● **What you need to do**
Please edit all the items below, putting "gets one point" wherever "receives one point" appears and changing nothing else. Leave the pictures out of your answer.

● **Data supplied**
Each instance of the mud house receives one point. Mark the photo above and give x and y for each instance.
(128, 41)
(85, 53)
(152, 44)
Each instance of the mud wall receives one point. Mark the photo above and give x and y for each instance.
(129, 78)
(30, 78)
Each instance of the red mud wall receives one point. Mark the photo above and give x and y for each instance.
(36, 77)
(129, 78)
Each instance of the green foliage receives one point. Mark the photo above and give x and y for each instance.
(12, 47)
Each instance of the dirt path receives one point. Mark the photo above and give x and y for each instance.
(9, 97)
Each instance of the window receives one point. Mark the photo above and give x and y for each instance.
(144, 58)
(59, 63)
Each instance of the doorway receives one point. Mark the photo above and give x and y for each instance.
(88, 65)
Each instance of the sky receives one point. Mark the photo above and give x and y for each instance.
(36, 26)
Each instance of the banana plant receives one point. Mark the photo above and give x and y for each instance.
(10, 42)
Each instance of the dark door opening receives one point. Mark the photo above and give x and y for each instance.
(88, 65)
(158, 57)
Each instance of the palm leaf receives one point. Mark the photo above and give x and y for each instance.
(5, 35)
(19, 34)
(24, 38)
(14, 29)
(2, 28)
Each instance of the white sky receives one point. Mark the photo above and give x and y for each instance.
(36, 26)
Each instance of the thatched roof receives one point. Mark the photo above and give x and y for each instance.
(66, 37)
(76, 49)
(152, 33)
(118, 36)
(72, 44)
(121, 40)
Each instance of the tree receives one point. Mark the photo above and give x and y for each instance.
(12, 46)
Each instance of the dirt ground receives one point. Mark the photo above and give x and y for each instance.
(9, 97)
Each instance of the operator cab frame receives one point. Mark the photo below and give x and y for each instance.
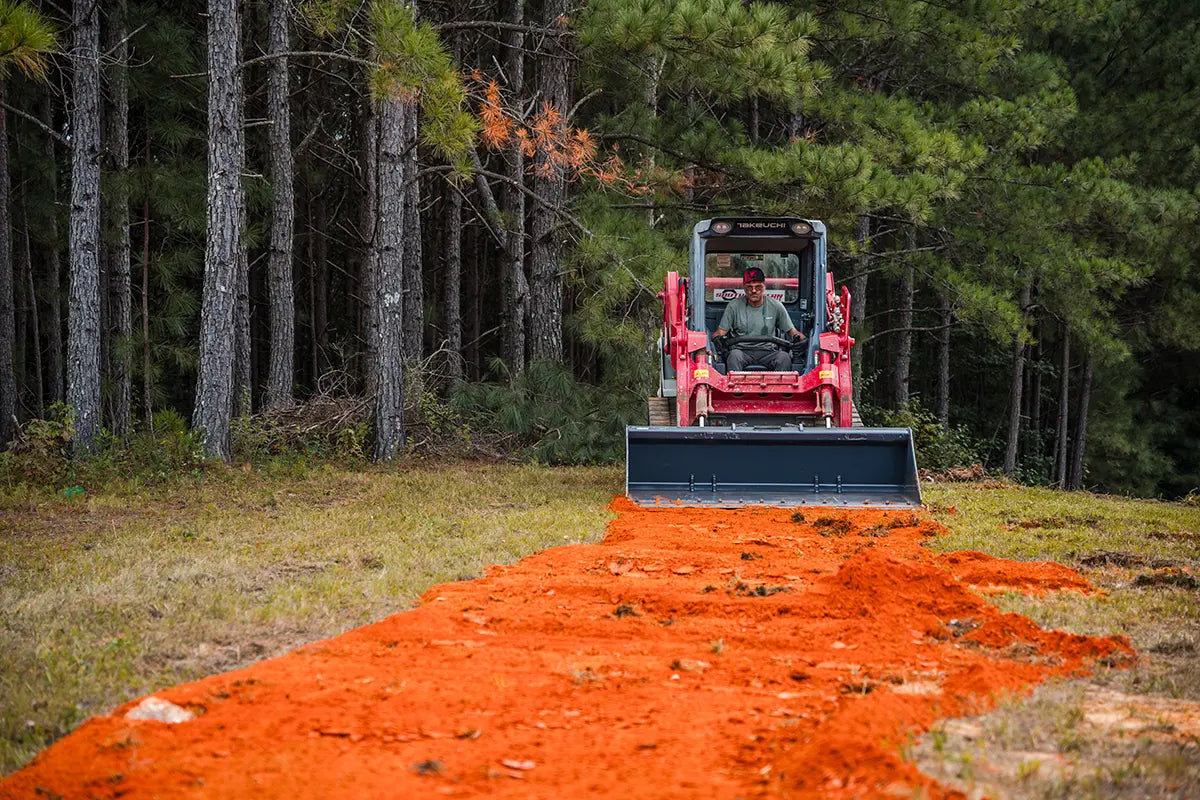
(791, 251)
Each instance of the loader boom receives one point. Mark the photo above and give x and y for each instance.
(761, 437)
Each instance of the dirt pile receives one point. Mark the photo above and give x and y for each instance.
(694, 653)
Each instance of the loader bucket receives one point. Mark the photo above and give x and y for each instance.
(775, 467)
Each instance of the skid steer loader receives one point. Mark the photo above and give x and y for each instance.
(755, 437)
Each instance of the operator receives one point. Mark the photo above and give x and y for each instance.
(755, 314)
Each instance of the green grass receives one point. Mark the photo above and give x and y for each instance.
(1120, 545)
(111, 596)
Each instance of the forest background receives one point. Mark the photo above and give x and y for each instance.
(336, 228)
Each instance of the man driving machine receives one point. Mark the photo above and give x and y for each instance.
(756, 316)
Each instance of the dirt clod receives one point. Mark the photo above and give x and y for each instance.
(831, 527)
(1171, 577)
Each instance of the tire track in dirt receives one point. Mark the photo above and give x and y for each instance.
(693, 653)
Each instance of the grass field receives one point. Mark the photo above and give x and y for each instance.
(113, 595)
(1121, 733)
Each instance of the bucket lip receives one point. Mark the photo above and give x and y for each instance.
(751, 434)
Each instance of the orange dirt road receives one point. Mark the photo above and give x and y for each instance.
(691, 654)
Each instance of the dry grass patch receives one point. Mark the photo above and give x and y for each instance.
(112, 596)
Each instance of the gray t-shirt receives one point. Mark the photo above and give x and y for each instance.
(743, 319)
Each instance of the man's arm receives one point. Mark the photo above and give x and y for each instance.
(783, 318)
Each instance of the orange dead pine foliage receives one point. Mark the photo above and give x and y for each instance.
(497, 124)
(553, 144)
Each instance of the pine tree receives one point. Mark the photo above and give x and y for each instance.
(83, 320)
(215, 386)
(282, 312)
(118, 221)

● **Solved problem**
Each instance of the mud house gets one point. Mark the photo above and give x and y for each instance.
(128, 41)
(85, 53)
(152, 44)
Each instance of the mud wall gets one point. Mark the photo above and give x and y for each instance.
(129, 78)
(30, 78)
Each instance of the red mud wall gets one point. Mark the photo above and give x and y for each instance.
(36, 77)
(129, 78)
Each instance of the green foliage gets one point. Mark the photo above and give x and y for each instance.
(12, 47)
Each instance of the dirt path gets one point. Mark the photo above and give x and y for each instance.
(9, 97)
Each instance of the window gets one point. Mark the photo above and give x and y for each instance.
(144, 58)
(59, 63)
Each instance of the doorway gets one point. Mark the photo above and give x and y for each instance.
(88, 65)
Each instance of the sky gets one point. Mark the photo above and give x and y for each instance.
(36, 26)
Each instance of the banana plant gets one point. Mark the photo above and give x and y for each instance.
(10, 42)
Each instance of the dark door opening gets one point. Mark the photo above and give x and y for each instance.
(88, 65)
(158, 57)
Each instance of the palm leaf gets one point. Mark the photo above and give x and y for each instance.
(5, 35)
(19, 34)
(24, 38)
(14, 29)
(2, 28)
Each instance of the white sky gets one point. Mark the photo above and give x and y for each instance.
(36, 26)
Each instance of the thatched roof gets one point. Mark the photo above and give x and y for each instance.
(66, 37)
(76, 49)
(152, 33)
(118, 36)
(72, 44)
(121, 40)
Each instance of the tree gets one point. Mark the photo above and give x and y for each instance.
(12, 46)
Each instance of the dirt ground gets one point. Mark the photo above and give x and y for each instance.
(9, 97)
Each instance of the operator cab frame gets one point. Mark the photo below and give x and y for each instance.
(791, 251)
Each instance of the loader boom gets one point. Mark the photo above and give x and y for each instance.
(761, 437)
Each instance of the dirt pile gets one point. Mark the photo above and give x and y for each instance.
(694, 653)
Each instance of the loader bucket gets one point. Mark the photo above and give x and y for each instance.
(775, 467)
Each instance of the skid steer loader gets one point. Mark the photo above and give x and y for each instance.
(755, 437)
Each instance of the operator gets one point. Mark the photo above and give x and y for each instance.
(755, 314)
Each instance of the green grass gets one point. Mark the photo above and give x and y for each instance.
(1120, 545)
(111, 596)
Each instance of the forest background gets one point. Mark the photo above and give x and y for each instance.
(336, 228)
Each instance of the man driving machine gets one point. Mark the photo above and give x and y for each instance.
(756, 316)
Each instance of the dirt clod gets one point. Mark the photo above and give x and y for each instance.
(831, 527)
(1171, 577)
Each instance of the tire track in dirt gets one point. Mark the photo above and give x and y for each instance.
(693, 653)
Each instance of the grass field gets one point. Mark the photo above and give x and y for each instance.
(113, 595)
(1121, 733)
Each instance of the bucket lip gets one point. Mark the photo above and give x and y for each instance.
(751, 434)
Each instance of the orange dirt road gets one point. Mark the photo above and give x and y for each instance.
(691, 654)
Each instance of the dry grass patch gets one point. Mark the photo above and give x and y for each instance.
(112, 596)
Each instance of the gray t-shirt gets one point. Mark the photo above and give x and y for each instance.
(743, 319)
Each instance of the man's arm gets one point. Mark the photo above and give x and y for each instance.
(783, 318)
Each instance of the orange dead pine foliage gets one point. Mark the photo above and give x and y for each instance.
(497, 124)
(553, 144)
Each instance of the pine tree gets one point. Mark the photo above and give x and y for each instance.
(83, 320)
(215, 386)
(282, 312)
(118, 221)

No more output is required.